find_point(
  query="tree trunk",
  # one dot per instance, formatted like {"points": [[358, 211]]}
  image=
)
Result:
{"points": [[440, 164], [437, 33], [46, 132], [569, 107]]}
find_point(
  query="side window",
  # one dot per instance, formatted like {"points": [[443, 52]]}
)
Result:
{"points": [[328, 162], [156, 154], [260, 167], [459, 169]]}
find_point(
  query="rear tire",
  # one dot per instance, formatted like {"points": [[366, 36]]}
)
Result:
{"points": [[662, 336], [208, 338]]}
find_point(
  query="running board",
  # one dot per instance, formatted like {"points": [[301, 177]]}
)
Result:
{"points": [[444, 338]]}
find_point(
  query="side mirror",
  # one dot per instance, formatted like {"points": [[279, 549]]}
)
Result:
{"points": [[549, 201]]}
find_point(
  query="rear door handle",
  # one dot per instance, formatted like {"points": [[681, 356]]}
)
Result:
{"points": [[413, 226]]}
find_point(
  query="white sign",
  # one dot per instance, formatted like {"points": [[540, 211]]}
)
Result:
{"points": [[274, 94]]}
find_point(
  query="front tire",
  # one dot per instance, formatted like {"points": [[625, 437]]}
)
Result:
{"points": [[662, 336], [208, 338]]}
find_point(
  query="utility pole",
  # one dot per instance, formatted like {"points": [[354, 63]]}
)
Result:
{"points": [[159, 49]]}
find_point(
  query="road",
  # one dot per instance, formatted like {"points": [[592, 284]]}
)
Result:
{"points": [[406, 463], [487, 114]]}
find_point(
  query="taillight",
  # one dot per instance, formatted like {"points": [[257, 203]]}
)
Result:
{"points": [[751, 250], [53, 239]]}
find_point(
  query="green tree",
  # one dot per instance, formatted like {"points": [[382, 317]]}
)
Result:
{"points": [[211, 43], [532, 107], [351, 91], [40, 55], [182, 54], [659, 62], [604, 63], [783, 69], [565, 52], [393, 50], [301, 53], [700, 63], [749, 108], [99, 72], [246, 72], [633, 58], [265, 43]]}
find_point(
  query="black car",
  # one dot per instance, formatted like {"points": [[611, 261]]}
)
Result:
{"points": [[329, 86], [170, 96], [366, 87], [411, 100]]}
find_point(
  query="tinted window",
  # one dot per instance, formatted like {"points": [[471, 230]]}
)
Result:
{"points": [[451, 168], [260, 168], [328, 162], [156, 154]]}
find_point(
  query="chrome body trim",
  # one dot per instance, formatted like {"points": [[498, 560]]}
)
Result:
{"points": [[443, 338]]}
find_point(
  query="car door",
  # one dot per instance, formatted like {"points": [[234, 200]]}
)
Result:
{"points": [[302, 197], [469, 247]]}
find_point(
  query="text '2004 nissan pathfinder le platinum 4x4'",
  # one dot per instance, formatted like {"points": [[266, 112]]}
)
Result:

________________

→ Your objective: Which of the lines above contain the string "side"? Report each of them in full.

→ Task solution:
  query="side window",
  query="side mirror",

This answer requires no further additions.